» Your goal: Apart from the images, repeat the data below exactly as written.

(Source data)
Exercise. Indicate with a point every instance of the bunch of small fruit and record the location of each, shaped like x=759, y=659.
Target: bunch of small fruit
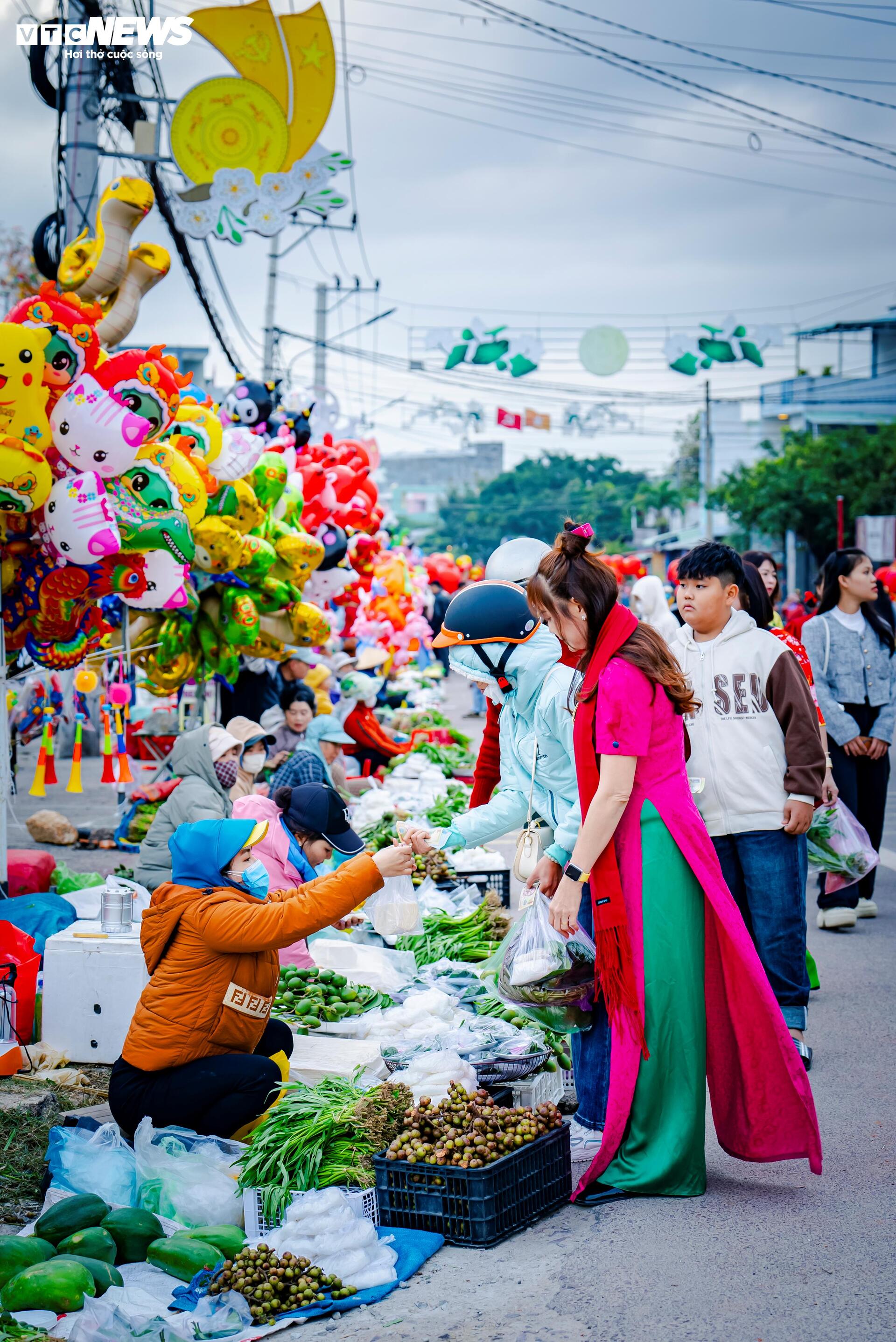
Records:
x=469, y=1129
x=309, y=998
x=275, y=1285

» Solution for this task:
Exercise. Indicate with a point every instance of the bunch of small fruit and record the location of each, shaped like x=759, y=659.
Target: bunch of small fruit
Records:
x=469, y=1129
x=309, y=998
x=275, y=1285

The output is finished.